__Data section__
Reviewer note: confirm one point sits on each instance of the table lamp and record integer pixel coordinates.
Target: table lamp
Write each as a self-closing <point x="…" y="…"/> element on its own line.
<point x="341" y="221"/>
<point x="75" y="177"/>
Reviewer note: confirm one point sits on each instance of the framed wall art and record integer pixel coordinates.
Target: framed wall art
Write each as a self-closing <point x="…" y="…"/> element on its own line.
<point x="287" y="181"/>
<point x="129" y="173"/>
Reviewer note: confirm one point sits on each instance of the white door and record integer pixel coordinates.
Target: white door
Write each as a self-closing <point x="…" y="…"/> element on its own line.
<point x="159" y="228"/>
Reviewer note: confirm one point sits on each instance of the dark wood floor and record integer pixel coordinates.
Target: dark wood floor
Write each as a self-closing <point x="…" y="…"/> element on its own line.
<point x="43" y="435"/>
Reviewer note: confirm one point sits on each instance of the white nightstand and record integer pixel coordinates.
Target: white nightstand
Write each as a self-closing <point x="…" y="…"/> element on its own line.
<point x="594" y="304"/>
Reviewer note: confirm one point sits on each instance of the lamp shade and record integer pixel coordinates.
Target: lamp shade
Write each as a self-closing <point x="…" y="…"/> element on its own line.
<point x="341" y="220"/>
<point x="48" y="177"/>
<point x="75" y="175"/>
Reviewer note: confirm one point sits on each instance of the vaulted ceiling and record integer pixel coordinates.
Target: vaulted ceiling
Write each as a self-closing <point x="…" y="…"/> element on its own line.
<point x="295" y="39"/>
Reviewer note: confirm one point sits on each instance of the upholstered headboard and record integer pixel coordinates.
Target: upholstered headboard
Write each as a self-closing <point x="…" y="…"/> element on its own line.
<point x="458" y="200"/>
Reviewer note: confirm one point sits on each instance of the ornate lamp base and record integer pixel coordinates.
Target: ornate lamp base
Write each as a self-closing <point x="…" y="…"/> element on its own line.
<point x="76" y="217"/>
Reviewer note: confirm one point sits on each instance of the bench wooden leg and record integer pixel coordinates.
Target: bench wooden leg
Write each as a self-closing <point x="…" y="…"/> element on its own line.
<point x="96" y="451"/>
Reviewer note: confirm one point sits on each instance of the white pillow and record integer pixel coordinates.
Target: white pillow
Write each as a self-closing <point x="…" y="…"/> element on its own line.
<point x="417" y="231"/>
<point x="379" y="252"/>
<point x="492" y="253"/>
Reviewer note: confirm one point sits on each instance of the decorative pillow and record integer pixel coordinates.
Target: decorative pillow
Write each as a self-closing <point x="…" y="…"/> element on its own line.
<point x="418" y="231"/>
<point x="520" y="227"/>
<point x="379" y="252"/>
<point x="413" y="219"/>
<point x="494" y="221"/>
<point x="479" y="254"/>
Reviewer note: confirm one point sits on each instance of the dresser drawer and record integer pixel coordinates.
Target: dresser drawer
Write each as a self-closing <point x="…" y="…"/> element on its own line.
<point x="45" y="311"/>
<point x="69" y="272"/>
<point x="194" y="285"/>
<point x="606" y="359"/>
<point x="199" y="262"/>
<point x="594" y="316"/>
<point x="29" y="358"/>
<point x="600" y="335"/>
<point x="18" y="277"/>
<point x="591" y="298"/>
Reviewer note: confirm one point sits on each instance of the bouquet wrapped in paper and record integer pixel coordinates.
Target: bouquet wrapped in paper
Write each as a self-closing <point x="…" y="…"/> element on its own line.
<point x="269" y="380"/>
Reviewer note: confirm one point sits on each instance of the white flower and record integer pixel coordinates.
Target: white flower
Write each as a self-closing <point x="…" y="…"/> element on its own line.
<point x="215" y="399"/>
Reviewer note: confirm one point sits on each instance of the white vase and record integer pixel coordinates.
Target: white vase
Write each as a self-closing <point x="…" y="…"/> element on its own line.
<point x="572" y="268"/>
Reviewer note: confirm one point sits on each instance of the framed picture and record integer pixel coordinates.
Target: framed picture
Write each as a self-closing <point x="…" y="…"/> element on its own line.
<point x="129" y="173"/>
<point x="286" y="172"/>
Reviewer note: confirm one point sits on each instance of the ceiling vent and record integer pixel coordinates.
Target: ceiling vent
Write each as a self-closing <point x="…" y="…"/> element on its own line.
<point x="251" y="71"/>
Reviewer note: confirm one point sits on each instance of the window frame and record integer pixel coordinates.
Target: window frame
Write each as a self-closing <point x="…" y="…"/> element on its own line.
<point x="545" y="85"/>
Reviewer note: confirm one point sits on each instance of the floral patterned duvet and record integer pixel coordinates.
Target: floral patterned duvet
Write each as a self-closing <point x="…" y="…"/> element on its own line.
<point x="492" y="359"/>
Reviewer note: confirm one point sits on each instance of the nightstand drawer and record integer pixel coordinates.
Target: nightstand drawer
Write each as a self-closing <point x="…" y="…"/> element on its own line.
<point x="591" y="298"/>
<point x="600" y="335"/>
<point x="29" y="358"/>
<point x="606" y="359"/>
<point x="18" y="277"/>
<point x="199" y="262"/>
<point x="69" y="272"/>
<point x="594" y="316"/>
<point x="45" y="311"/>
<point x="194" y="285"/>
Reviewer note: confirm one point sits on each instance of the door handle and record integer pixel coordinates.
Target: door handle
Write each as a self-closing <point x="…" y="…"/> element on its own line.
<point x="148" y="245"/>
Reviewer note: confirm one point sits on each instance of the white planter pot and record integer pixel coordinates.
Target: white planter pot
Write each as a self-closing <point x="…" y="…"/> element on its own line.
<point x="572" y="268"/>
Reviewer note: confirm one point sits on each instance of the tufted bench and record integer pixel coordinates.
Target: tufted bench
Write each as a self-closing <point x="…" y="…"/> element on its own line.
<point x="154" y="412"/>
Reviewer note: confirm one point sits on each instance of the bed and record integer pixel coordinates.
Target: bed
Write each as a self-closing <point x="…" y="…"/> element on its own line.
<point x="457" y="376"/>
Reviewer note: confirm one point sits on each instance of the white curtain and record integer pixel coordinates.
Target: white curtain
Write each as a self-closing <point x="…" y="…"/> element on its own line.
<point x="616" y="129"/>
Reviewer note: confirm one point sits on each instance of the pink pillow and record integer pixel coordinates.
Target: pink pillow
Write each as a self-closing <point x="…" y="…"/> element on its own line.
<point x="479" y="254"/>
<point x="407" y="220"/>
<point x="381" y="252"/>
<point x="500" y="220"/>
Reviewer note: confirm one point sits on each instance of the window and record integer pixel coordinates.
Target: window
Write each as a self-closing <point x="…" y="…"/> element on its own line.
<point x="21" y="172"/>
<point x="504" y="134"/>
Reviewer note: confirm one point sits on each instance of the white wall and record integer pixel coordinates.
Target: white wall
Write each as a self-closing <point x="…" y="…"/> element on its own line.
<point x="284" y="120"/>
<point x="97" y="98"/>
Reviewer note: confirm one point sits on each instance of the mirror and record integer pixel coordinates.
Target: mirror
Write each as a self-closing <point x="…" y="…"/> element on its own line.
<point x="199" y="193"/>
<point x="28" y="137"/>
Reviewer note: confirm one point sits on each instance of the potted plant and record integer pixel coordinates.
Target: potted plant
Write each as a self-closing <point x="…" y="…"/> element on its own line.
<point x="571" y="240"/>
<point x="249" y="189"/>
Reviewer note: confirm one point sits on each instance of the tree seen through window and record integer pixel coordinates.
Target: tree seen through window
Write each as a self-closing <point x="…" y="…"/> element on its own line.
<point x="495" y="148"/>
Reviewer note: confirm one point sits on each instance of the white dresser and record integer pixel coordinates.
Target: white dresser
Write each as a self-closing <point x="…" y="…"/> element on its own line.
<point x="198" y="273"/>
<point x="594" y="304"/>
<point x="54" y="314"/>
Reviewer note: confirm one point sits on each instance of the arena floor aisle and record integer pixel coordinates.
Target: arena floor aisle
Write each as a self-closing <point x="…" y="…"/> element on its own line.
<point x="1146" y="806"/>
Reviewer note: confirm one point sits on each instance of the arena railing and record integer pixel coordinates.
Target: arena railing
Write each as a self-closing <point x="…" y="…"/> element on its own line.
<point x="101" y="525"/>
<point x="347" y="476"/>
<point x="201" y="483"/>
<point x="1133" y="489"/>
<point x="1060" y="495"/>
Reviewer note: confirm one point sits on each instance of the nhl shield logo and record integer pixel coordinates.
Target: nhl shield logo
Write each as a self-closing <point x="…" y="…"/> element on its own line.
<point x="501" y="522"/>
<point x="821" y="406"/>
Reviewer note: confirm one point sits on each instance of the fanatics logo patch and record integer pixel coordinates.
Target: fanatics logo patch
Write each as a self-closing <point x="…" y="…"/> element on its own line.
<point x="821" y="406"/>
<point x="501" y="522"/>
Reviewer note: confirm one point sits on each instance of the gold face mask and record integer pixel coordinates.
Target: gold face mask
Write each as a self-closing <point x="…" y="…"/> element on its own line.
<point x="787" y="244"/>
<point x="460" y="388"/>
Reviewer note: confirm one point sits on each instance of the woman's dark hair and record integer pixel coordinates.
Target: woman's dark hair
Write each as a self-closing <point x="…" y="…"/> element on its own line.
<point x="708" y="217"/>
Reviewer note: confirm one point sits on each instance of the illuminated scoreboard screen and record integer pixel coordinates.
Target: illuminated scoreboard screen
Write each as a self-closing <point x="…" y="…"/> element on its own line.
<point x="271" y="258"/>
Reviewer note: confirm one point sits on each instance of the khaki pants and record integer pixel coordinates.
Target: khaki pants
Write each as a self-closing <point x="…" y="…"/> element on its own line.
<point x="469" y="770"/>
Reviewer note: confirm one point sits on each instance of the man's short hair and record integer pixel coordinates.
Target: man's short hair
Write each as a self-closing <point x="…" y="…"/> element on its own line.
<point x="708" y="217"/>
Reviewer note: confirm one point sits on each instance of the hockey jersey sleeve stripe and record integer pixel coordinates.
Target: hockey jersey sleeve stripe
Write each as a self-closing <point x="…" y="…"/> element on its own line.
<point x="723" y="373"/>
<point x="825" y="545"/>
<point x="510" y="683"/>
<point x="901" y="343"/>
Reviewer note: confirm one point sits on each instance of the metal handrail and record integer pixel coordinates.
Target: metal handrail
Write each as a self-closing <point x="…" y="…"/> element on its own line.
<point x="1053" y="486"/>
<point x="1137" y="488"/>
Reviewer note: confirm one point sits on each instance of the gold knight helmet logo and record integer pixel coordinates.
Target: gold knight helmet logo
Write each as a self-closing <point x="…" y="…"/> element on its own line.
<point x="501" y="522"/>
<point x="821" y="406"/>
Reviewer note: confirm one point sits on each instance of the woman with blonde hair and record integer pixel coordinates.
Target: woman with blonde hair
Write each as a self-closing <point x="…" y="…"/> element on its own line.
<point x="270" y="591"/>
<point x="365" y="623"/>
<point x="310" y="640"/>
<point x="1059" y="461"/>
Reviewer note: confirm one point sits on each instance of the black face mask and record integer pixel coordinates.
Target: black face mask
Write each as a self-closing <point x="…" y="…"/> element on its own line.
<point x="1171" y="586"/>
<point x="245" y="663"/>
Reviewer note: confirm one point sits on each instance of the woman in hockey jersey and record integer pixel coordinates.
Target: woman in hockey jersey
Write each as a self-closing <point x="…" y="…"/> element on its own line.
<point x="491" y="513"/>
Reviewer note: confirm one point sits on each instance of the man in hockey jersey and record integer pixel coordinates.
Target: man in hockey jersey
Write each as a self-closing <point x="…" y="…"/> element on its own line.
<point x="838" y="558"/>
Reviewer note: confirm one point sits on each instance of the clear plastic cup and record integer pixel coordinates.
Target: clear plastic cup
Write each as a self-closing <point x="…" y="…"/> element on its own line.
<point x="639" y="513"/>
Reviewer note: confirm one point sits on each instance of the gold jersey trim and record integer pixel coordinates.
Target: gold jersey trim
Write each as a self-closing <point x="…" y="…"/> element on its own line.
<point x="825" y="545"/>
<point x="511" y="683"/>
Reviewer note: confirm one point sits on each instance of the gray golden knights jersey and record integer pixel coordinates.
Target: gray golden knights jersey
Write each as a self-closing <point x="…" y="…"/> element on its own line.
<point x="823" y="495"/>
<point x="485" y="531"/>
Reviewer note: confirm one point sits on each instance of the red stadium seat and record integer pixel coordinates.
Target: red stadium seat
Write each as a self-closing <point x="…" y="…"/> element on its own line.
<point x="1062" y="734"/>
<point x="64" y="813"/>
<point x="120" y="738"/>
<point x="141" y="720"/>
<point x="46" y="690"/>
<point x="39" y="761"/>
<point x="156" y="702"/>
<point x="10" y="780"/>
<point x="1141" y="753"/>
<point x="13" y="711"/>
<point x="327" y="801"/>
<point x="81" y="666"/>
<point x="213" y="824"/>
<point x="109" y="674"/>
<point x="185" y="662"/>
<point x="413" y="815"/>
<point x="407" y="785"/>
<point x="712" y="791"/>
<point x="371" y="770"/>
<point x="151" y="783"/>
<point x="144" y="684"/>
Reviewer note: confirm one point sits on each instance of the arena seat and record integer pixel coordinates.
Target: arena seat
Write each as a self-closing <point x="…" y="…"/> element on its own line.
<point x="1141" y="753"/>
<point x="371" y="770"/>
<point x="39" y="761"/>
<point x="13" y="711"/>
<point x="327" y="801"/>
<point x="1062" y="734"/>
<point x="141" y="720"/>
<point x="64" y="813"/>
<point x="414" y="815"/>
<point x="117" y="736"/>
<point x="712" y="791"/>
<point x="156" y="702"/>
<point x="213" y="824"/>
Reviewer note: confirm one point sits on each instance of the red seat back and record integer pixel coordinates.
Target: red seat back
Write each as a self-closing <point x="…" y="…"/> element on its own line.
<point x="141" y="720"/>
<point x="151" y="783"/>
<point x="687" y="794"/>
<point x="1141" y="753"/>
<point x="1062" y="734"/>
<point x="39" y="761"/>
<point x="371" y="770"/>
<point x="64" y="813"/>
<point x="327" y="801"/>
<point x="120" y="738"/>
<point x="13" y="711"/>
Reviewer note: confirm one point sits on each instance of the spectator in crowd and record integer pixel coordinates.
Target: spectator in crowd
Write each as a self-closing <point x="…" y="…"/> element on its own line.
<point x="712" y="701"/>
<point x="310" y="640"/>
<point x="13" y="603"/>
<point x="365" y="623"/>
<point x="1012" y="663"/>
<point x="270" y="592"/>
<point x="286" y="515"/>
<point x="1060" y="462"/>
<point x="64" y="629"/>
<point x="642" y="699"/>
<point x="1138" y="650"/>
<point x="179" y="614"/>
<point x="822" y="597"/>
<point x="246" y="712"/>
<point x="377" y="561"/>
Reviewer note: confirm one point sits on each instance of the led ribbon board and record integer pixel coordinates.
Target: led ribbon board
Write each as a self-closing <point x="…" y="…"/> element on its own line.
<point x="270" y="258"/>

__Prompt__
Copy exactly the line containing "ribbon board and record integer pixel coordinates." and every line after it, ending with the last line of the records above.

__Response to this task__
Reviewer note: confirm one point sits on each instance of the led ribbon board and record integer pixel coordinates.
Target: led ribbon board
Write each as a self-closing <point x="…" y="…"/> element on its own line.
<point x="270" y="258"/>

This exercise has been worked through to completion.